=== VORGEGEBENER TEXT ===

# hallo zusammen



## ruhrpottpower2002 (26 Mai 2008)

lob an alle admins und posters hier!!

wünsche allen und mir viel spass hier


----------



## celebonix (26 Mai 2008)

ich schließ mich mal einfach an und wünsche nen schönen Tag!
Bin ganz frisch hier, auch wenn schon seit 10 Tagen registriert  muss mich erst mal umschauen, was es alles schönes gibt!


----------



## Katzun (26 Mai 2008)

hallo euch beiden,

fühlt euch herzlich willkommen, wünsche euch viel spaß und hoffe bald mal was von euch zu lesen/sehen.

grüße,
katzun


----------



## Muli (26 Mai 2008)

Danke für das Lob von Euren Seiten,

und hoffe wir sehen uns hier noch öfters 

Liebe Grüße, herzlich Willkommen und viel Spaß an Board,

Muli


----------



## maierchen (26 Mai 2008)

Schönen Dank!
Herzlich Willkommen und viel Spaß hier, freue mich über zwei neue (hoffentlich aktive) Leutchen!:thumbup:


----------



## mjw (26 Mai 2008)

=== ROHDATEN ===

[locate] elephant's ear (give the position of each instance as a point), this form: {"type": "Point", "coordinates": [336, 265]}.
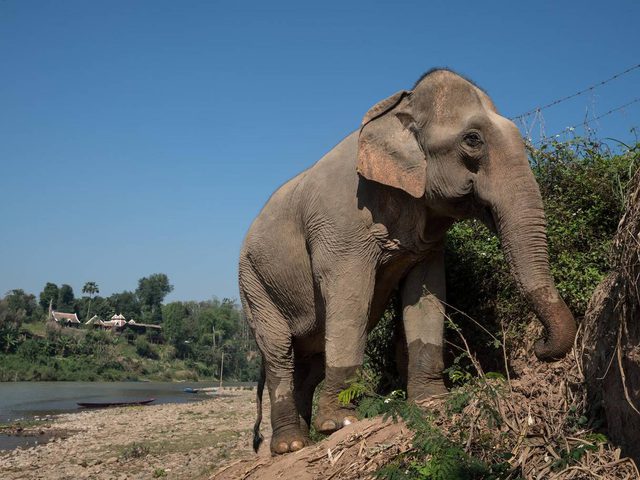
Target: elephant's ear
{"type": "Point", "coordinates": [388, 150]}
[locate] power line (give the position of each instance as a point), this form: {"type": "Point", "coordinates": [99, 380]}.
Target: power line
{"type": "Point", "coordinates": [581, 92]}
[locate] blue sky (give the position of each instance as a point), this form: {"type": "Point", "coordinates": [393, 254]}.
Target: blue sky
{"type": "Point", "coordinates": [144, 136]}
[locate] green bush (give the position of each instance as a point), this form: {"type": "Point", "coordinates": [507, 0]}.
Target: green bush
{"type": "Point", "coordinates": [144, 349]}
{"type": "Point", "coordinates": [583, 185]}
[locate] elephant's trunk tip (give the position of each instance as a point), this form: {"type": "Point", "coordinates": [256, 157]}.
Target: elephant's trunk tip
{"type": "Point", "coordinates": [560, 328]}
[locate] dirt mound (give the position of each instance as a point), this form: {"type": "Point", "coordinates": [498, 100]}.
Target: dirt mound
{"type": "Point", "coordinates": [612, 336]}
{"type": "Point", "coordinates": [356, 451]}
{"type": "Point", "coordinates": [535, 421]}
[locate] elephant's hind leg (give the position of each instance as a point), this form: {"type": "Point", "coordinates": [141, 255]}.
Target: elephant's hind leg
{"type": "Point", "coordinates": [273, 336]}
{"type": "Point", "coordinates": [309, 372]}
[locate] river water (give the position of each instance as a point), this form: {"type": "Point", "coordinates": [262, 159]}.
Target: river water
{"type": "Point", "coordinates": [29, 400]}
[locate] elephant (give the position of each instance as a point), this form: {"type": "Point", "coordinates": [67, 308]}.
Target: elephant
{"type": "Point", "coordinates": [322, 258]}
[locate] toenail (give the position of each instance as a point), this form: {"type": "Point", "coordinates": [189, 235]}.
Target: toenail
{"type": "Point", "coordinates": [296, 445]}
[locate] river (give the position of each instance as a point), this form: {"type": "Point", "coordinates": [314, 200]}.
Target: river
{"type": "Point", "coordinates": [32, 400]}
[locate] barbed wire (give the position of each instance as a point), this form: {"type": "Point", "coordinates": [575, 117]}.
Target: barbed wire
{"type": "Point", "coordinates": [536, 110]}
{"type": "Point", "coordinates": [587, 122]}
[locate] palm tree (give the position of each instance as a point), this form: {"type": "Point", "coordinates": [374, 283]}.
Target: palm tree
{"type": "Point", "coordinates": [90, 288]}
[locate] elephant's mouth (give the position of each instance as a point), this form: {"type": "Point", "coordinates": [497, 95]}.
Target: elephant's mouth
{"type": "Point", "coordinates": [487, 218]}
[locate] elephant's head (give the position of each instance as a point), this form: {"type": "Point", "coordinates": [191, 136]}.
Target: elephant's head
{"type": "Point", "coordinates": [445, 142]}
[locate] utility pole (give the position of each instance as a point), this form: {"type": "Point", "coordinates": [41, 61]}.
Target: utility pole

===

Schreibe den Abschnitt des Forenthreads zwischen „## celebonix (26“ und „Katzun (26 Mai 2008)“ einschließlich noch einmal ab und benenne dabei „umschauen“ in „umsehen“ um. Stütze dich allein auf den Forenthread.

## celebonix (26 Mai 2008)

ich schließ mich mal einfach an und wünsche nen schönen Tag!
Bin ganz frisch hier, auch wenn schon seit 10 Tagen registriert  muss mich erst mal umsehen, was es alles schönes gibt!


----------



## Katzun (26 Mai 2008)